═══ EXTRACTED TEXT

Stalin shared Comrade Marx’s dislike of the Jews. Despite his lofty statement in 1931 that “Anti-Semitism, as an extreme form of racial chauvinism, is the most dangerous vestige of cannibalism,” Stalin had no problem persecuting Jews when it served his needs.
In 1939, to appease Hitler and show him he was serious about a Nazi-Soviet alliance, Stalin gave orders to his foreign minister, Vyacheslav Molotov, to “purge the [foreign] ministry of Jews.” Molotov didn’t even try to hide his excitement, saying: “Thank God for [Stalin’s orders]! Jews formed an absolute majority in the leadership and among the ambassadors. It wasn’t good.”
Nazis Dug the Idea of a Socialist Economy
The Nazis and communists also shared similar economic views. Although some today insist on claiming the Nazis were capitalists, Hitler and his cronies always saw the state as supreme over all sectors of society, including the private sector.
As Ludwig Von Mises put it, the Nazi economy was “socialism with the outward appearance of capitalism,” a system in which the government “tells…entrepreneurs what and how to produce, at what prices and from whom to buy, at what prices and to whom to sell,” and “decrees at what wages labourers should work, and to whom and under what terms the capitalists should entrust their funds.” A centralized economy is still a centralized economy, no matter the wrapper.

══════
═══ RECORDED INFORMATION

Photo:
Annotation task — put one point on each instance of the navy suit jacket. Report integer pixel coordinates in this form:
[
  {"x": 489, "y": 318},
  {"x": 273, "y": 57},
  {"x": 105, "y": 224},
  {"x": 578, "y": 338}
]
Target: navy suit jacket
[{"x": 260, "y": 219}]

══════

▶ [WORK INSTRUCTIONS]:
(1) In the text on Stalin and the Nazis, which official did Stalin order in 1939 to purge the foreign ministry of Jews?
(2) Carry the text on Stalin and the Nazis forward from its final sentence.

▶ [ANSWERS FOR THIS EXERCISE]:
(1) Vyacheslav Molotov, his foreign minister.

(2)
To be sure, as some have pointed out, the Nazis never nationalized most industries, and private industry saw rising profits during much of WWII. But any country can become rich from constant theft from its neighbors, especially considering the Nazis gave German industry free reign to use slave labor and equipment plundered from conquered nations.
Given all of these similarities, you might ask: how can communists and fascists truly be so similar if they waged such a long and murderous conflict on each other?
Although Hitler and Stalin had a kind of sick admiration for each other, what ultimately interested Hitler was “Lebensraum” for the German people. What better place to provide living room than a nation that stretches over 11 time zones, especially a nation inhabited by Slavs, who the Nazis perceived as subhumans fit only to be enslaved or exterminated? Hitler’s attack on the Soviet Union was an opportunistic land grab against a seemingly weak neighbor with plenty of land and resources ripe for the taking.
Allying with Stalin Was a Pragmatic Choice
All of this is not to say that the Western powers did wrong in allying with Stalin against Hitler. As Winston Churchill said on the eve of Operation Barbarossa: “If Hitler invaded Hell, I would make at least a favorable reference to the Devil in the House of Commons.” Stalin and Hitler were both psychotic tyrants, but Hitler posed a more immediate existential threat to world security. Allying with the Soviets to defeat Hitler, then containing Soviet expansionism during the Cold War was the best option the Western Allies had under the circumstances.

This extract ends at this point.